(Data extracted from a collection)
-- begin --

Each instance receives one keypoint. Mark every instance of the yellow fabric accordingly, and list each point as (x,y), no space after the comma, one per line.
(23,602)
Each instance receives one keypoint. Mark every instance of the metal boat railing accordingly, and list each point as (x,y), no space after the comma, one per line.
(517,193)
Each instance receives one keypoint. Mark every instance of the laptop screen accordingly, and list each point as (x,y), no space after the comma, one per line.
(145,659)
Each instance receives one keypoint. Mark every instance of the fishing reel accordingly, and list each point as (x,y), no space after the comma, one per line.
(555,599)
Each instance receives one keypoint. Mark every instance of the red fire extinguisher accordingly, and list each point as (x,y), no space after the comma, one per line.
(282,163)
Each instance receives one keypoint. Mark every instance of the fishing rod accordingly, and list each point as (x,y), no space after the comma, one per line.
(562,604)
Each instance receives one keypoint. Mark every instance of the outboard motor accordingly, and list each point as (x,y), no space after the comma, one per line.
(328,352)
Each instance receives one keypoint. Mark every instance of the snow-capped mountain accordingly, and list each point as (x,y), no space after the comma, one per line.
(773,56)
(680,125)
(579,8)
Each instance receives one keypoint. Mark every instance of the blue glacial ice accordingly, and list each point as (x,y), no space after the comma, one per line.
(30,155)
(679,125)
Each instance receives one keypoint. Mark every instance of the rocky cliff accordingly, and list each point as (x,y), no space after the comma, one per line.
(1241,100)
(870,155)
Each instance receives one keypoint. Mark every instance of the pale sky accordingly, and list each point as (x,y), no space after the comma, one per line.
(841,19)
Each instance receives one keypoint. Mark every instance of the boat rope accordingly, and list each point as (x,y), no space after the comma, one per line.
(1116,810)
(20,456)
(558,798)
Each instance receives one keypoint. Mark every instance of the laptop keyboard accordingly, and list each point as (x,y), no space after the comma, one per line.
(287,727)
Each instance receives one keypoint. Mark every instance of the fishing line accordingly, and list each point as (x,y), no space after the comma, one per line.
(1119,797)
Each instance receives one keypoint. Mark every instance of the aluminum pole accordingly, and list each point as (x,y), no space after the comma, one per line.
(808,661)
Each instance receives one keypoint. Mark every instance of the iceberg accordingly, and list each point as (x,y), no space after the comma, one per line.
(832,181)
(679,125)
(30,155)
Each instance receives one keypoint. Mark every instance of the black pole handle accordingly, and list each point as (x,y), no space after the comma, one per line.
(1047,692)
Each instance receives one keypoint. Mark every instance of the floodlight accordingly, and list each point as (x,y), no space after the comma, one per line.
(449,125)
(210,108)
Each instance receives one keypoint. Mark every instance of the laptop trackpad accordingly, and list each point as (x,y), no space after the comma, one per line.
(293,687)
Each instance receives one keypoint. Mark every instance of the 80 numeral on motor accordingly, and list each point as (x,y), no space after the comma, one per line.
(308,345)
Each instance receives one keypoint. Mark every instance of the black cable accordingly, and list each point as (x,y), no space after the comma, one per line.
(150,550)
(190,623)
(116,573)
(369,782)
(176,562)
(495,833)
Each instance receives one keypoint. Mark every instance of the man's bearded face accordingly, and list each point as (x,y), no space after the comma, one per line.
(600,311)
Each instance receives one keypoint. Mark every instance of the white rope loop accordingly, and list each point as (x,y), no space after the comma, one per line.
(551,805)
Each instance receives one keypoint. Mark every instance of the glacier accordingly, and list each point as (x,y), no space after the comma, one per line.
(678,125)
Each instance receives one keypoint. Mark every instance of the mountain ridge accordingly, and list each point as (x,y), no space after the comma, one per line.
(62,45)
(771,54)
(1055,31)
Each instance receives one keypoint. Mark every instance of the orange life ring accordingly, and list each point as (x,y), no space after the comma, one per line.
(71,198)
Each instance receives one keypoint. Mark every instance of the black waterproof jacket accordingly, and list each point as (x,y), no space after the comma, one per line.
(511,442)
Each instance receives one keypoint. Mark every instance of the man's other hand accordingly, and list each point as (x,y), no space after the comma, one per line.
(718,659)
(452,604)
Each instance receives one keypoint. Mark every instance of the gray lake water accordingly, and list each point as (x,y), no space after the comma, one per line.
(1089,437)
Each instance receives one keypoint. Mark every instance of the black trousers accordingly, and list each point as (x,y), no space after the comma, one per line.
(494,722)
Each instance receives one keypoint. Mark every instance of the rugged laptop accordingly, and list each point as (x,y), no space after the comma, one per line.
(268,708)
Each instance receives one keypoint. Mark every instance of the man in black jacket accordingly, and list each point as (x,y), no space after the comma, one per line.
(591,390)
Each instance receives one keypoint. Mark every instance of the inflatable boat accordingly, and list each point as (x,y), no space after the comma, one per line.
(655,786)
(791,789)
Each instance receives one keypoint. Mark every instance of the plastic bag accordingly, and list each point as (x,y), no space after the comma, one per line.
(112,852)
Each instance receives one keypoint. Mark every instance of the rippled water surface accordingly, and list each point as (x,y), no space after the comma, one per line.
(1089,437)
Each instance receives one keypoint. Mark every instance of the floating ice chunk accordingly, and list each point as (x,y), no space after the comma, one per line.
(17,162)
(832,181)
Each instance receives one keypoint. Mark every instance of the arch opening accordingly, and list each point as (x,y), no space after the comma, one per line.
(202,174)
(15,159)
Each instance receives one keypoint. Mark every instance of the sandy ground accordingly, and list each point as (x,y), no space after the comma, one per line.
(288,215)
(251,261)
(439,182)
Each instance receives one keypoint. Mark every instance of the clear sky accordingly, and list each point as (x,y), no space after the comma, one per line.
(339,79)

-- end --

Problem to work on
Each line of the material above needs to be quoted exactly, please.

Finished answer
Each instance receives one keypoint. Mark every instance of the yellow fabric accordingly, and list each point as (x,y), no space after the comma, one per line.
(23,602)
Each instance receives one keypoint. Mark every instance of the metal boat railing accordingly, and list each point as (x,y), no space after the comma, one per line.
(517,193)
Each instance receives one keypoint. Mark every instance of the laptop screen accordingly, and list each point as (x,y), no space after the comma, one per line.
(145,659)
Each instance receives one keypoint. Mark every instance of the fishing reel accordingly, and list each point as (x,y), no space after the comma, one per line.
(555,599)
Each instance receives one keypoint. Mark every instance of the red fire extinguisher accordingly, and list each point as (x,y), no space after the comma, one per line.
(282,163)
Each instance receives one keypoint. Mark every instance of the fishing rod accordingly, and list each point as (x,y), no space after the comma, one per line.
(562,604)
Each instance receives one keypoint. Mark every instance of the outboard motor accordingly, and list each point as (x,y), no space after the comma, one per line.
(328,352)
Each instance receives one keypoint. Mark every instance of the snow-capped mountain accordingly, and list each point as (x,y), no space after the comma, one per line.
(773,56)
(680,125)
(579,8)
Each instance receives one keypoint. Mark every instance of the blue glacial ice accordingly, and list each point as (x,y), no space after the comma, one per line.
(30,155)
(679,125)
Each instance receives one keypoint. Mark every instance of the rocky cliff accordingly, and list each point as (x,y), no space after the comma, one per line.
(1241,100)
(870,155)
Each instance receives one keypoint. Mark every instance of the pale sky accordingly, and list each point as (x,y), no space after the comma, one per line.
(841,19)
Each instance receives one keypoint. Mark every instance of the boat rope accordingly, and list each point as (x,y), no space after the comma, one per line.
(1116,810)
(20,456)
(558,798)
Each instance receives one keypoint. Mark every instance of the laptop keyboard accordingly, and list each point as (x,y), no space after the comma, one per line.
(287,727)
Each instance receives one keypoint. Mark every instance of the fishing line accordingly, and list each point as (x,y), no space after the comma, one per line.
(1119,797)
Each instance receives one keypoint. Mark every instance of the aluminum pole accordingly, and list each point as (x,y), no space after the comma, one per line.
(808,661)
Each instance receives one keypoint. Mark every instance of the iceberg accordingly, and list each point as (x,y), no space after the comma, one per line.
(832,181)
(679,125)
(30,155)
Each instance receives one keypoint. Mark every instance of the black pole handle accordingly, and list each point as (x,y), no space after the comma, one per line.
(1047,692)
Each instance receives one keypoint. Mark every instance of the floodlight accordingly, and list each point as (x,y), no space after the comma, one per line.
(449,125)
(210,108)
Each instance receives one keypoint. Mark every instance of the laptop trackpad accordingly, and list each point as (x,y), no space after the comma, one per line.
(293,687)
Each instance receives one keypoint. Mark every instance of the 80 numeral on motor accordingly, and list each point as (x,y), no space after the comma, one per line.
(308,345)
Each instance receives one keypoint. Mark every instance of the black cable accordingly, and list each point as (x,y), no space after the comma, one per line.
(150,550)
(190,623)
(116,573)
(369,782)
(176,562)
(495,833)
Each instance receives one keypoint. Mark every instance of the man's bearded face accordingly, and list each point as (x,y), no space after the comma, one per line.
(600,311)
Each instance receives one keypoint. Mark every instance of the white rope loop accordingly, and list each point as (x,y), no space after the comma, one per line.
(551,805)
Each instance receives one keypoint. Mark every instance of the glacier accordingly, and list each point as (x,y), no space after the comma, one per line.
(678,125)
Each instance receives one keypoint. Mark every instance of the mountain ridge accordingly, and list each point as (x,y), no space after the comma, one per line.
(62,45)
(771,54)
(1055,31)
Each instance receives one keypoint. Mark every instance of the orange life ring accordingly, and list each point as (x,y), no space after the comma, one per line.
(71,198)
Each instance receives one keypoint. Mark every instance of the black waterproof jacket accordingly, and list each point as (x,y), no space after the comma, one per line.
(511,442)
Each instance receives one keypoint. Mark every instance of the man's other hand accordingly, and list each point as (x,y), no space after the comma, one per line.
(718,659)
(452,604)
Each instance receives one keypoint. Mark every instance of the gray lake water accordingly, and list each point as (x,y), no space after the comma, one per line.
(1089,437)
Each instance receives one keypoint. Mark every instance of the black trousers accordingly, and list each point as (x,y), no space after the comma, one per line.
(494,722)
Each instance receives one keypoint. Mark every instance of the rugged laptop accordingly, and list each point as (x,y), no space after the comma, one per line.
(268,708)
Each instance receives one keypoint. Mark every instance of the man in black jacket accordingly, and list each point as (x,y), no space after the comma, one per line.
(591,390)
Each instance receives one keypoint. Mark every instance of the inflatable boat accordingly, and list each point as (x,y), no space after the comma, one per line.
(655,786)
(791,789)
Each instance receives one keypoint. Mark every instance of the plastic bag accordingly, and list each point as (x,y), no space after the comma, one per line.
(112,852)
Each instance receives one keypoint. Mark every instance of the rippled water surface accordingly, and list each point as (x,y), no space after the comma, one per line.
(1089,437)
Each instance receives one keypoint. Mark every instance of the floating ice chunk accordingly, and list each point as (x,y), no space after the comma, one per line.
(17,162)
(832,181)
Each instance receives one keypoint. Mark every instance of the arch opening accordingly, and list each point as (x,y), no space after the comma, one per line.
(202,174)
(15,159)
Each instance receives one keypoint. Mark every instance of the sandy ground accordingly, and list each point as (x,y), no space after the comma, one per line.
(288,215)
(251,261)
(439,182)
Each instance receives one keypoint. Mark every instance of the clear sky accordingly, and list each point as (x,y), no space after the comma, one per line.
(339,79)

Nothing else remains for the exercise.